◆ WORK ITEM ◆
In the passage on the 1984 Nobel Prize in Literature, reproduce word for word everything from "Jaroslav Seifert was" down to "and René Char.".

◆ EXCERPTED PASSAGE ◆
________________________________________

The 1984 Nobel Prize in Literature was awarded to the Czech writer Jaroslav Seifert (1901–1986) "for his poetry which endowed with freshness, sensuality and rich inventiveness provides a liberating image of the indomitable spirit and versatility of man."

==Laureate==

Jaroslav Seifert was a journalist and poet. His first book of poems published in 1920 reflected his youthful expectations of communism, but he was later less enchanted with that system of government and his poetry became more lyrical with the history and other aspects of Czechoslovakia as a common theme. In 1977 he was among the first to sign the petition Charter 77. Seifert published about 30 volumes of poetry as well as journalism, children's literature and a memoir.

==Reactions==
Frequently mentioned favourites to win the 1984 Nobel Prize in Literature were Jorge Luis Borges, Graham Greene, Günter Grass (awarded in 1999), Claude Simon (awarded in 1985), Marguerite Yourcenar, Octavio Paz (awarded in 1990), Joseph Brodsky (awarded in 1987), Wole Soyinka (awarded in 1986), Yaşar Kemal, Max Frisch and René Char.

________________________________________

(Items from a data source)

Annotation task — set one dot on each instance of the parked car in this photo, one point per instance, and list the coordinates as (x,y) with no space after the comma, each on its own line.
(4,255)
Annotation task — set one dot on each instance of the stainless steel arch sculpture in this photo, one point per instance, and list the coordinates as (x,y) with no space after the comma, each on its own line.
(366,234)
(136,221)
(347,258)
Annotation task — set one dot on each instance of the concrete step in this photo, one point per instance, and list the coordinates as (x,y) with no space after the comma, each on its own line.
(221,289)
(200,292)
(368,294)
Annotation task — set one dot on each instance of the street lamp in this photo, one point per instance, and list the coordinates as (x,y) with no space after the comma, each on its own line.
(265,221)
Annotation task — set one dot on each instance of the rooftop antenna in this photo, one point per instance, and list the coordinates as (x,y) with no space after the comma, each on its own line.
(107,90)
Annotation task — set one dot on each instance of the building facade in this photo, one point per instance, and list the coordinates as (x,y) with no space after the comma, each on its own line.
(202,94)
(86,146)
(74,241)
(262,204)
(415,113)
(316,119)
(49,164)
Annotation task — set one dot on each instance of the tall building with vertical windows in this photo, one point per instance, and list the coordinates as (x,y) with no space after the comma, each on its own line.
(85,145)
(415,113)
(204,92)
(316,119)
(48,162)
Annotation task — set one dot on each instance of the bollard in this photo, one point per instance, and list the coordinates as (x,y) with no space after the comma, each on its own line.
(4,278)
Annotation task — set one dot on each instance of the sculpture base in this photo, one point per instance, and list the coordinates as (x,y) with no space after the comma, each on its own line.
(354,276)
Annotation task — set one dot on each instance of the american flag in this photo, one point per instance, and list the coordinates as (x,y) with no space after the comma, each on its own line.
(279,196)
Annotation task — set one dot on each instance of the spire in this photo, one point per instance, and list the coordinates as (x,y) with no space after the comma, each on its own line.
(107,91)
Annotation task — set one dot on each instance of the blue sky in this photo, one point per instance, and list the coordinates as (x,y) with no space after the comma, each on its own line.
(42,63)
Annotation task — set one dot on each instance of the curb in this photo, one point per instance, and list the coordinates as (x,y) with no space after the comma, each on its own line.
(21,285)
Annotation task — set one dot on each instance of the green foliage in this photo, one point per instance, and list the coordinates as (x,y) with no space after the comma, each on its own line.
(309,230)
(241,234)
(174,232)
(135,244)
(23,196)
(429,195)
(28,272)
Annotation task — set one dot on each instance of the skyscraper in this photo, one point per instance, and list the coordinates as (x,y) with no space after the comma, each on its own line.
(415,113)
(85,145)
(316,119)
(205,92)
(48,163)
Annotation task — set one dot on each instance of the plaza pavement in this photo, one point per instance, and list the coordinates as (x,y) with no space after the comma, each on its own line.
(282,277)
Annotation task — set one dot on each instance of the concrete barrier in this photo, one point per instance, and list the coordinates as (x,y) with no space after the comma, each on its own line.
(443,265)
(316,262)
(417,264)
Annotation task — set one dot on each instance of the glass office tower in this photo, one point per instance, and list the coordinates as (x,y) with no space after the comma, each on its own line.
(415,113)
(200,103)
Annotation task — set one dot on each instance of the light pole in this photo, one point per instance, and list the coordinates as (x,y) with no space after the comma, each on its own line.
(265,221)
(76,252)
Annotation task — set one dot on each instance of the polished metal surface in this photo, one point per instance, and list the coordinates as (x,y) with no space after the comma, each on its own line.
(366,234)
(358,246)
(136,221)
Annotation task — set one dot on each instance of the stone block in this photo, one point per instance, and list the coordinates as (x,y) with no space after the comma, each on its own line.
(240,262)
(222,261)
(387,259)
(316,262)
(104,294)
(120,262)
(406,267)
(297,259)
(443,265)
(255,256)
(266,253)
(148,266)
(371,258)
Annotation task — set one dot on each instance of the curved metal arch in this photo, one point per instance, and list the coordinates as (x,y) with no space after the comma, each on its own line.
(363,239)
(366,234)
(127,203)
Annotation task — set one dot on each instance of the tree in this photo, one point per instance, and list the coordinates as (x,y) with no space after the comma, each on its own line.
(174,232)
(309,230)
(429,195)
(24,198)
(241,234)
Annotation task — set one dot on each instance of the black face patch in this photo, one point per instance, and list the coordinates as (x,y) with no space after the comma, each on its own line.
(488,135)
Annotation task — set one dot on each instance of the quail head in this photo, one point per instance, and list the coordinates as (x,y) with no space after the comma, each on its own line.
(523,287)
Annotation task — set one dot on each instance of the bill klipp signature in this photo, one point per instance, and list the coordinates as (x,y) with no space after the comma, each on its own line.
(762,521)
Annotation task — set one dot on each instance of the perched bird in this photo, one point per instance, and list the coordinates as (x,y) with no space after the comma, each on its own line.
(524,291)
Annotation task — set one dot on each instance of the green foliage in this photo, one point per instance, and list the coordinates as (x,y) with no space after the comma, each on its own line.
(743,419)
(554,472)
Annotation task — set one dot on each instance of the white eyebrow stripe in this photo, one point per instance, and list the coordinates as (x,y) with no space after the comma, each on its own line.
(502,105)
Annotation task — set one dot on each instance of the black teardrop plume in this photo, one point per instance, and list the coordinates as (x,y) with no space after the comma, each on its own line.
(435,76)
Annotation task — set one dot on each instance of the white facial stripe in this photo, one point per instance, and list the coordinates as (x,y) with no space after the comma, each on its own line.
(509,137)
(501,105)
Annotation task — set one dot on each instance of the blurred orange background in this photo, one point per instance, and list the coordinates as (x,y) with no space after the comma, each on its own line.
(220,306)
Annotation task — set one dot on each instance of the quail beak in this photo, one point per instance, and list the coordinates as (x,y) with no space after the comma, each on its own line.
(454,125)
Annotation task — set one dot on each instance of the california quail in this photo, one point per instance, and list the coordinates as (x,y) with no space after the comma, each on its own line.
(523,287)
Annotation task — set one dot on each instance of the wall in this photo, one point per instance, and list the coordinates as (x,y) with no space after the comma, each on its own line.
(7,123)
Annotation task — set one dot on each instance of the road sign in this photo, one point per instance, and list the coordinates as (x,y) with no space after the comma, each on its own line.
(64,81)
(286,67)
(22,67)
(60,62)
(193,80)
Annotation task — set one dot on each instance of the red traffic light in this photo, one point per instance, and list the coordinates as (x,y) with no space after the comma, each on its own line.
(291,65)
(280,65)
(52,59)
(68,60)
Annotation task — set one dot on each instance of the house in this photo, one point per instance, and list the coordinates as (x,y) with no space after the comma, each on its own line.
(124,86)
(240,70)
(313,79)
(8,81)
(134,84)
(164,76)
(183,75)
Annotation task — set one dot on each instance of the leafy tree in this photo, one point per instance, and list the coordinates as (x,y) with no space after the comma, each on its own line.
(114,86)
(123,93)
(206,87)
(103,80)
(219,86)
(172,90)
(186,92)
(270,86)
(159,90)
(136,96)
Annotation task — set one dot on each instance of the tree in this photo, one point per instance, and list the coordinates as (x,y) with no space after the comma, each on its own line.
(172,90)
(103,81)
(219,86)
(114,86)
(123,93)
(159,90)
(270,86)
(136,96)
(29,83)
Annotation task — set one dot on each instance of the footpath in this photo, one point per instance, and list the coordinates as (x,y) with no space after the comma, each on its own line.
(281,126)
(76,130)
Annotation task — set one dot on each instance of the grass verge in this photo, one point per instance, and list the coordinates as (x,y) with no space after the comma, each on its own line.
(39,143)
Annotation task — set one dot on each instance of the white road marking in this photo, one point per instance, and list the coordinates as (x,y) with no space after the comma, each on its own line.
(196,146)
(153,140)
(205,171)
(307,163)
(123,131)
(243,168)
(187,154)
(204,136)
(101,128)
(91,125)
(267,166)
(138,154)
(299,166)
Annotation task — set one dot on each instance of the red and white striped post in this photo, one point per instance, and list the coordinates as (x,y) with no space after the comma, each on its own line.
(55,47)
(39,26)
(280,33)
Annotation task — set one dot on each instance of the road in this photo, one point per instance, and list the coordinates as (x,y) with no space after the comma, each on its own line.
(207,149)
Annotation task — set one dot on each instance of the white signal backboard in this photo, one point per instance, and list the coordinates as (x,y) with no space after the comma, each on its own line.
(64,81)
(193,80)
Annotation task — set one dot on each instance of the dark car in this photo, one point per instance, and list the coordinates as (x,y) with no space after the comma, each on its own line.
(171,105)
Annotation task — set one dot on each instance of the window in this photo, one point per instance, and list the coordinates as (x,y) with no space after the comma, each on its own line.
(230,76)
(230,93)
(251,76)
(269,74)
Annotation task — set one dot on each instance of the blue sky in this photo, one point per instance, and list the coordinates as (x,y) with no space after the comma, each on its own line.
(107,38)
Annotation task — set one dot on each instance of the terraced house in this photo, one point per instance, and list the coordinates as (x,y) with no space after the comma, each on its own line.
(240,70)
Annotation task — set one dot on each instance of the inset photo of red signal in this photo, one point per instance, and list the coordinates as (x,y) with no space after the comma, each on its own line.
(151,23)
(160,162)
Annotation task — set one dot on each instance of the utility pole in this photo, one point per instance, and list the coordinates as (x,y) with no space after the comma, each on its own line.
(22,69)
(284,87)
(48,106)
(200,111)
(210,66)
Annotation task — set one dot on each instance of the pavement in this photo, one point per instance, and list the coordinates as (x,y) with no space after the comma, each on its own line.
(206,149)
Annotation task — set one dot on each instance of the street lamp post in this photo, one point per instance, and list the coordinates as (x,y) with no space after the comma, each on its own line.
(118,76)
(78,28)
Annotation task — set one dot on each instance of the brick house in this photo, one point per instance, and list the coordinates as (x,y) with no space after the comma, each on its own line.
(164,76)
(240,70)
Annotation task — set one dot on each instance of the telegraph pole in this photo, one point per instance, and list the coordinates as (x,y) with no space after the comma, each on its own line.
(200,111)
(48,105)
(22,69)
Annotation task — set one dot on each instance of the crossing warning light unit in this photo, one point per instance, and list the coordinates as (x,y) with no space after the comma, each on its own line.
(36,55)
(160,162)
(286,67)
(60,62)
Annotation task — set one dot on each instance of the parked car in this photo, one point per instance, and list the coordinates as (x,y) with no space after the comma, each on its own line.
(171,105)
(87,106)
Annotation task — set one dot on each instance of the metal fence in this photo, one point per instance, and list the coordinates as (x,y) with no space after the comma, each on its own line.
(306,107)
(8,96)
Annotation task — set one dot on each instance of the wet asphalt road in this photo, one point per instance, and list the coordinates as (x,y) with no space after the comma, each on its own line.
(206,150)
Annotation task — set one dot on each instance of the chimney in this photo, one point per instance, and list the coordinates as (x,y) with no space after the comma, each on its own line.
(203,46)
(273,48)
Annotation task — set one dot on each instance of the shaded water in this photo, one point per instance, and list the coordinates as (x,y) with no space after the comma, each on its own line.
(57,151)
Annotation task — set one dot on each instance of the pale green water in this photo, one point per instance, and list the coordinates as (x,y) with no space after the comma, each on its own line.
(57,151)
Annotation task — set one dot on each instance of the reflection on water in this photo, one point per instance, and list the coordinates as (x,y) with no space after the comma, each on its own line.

________________________________________

◆ ANSWER BOX ◆
Jaroslav Seifert was a journalist and poet. His first book of poems published in 1920 reflected his youthful expectations of communism, but he was later less enchanted with that system of government and his poetry became more lyrical with the history and other aspects of Czechoslovakia as a common theme. In 1977 he was among the first to sign the petition Charter 77. Seifert published about 30 volumes of poetry as well as journalism, children's literature and a memoir.

==Reactions==
Frequently mentioned favourites to win the 1984 Nobel Prize in Literature were Jorge Luis Borges, Graham Greene, Günter Grass (awarded in 1999), Claude Simon (awarded in 1985), Marguerite Yourcenar, Octavio Paz (awarded in 1990), Joseph Brodsky (awarded in 1987), Wole Soyinka (awarded in 1986), Yaşar Kemal, Max Frisch and René Char.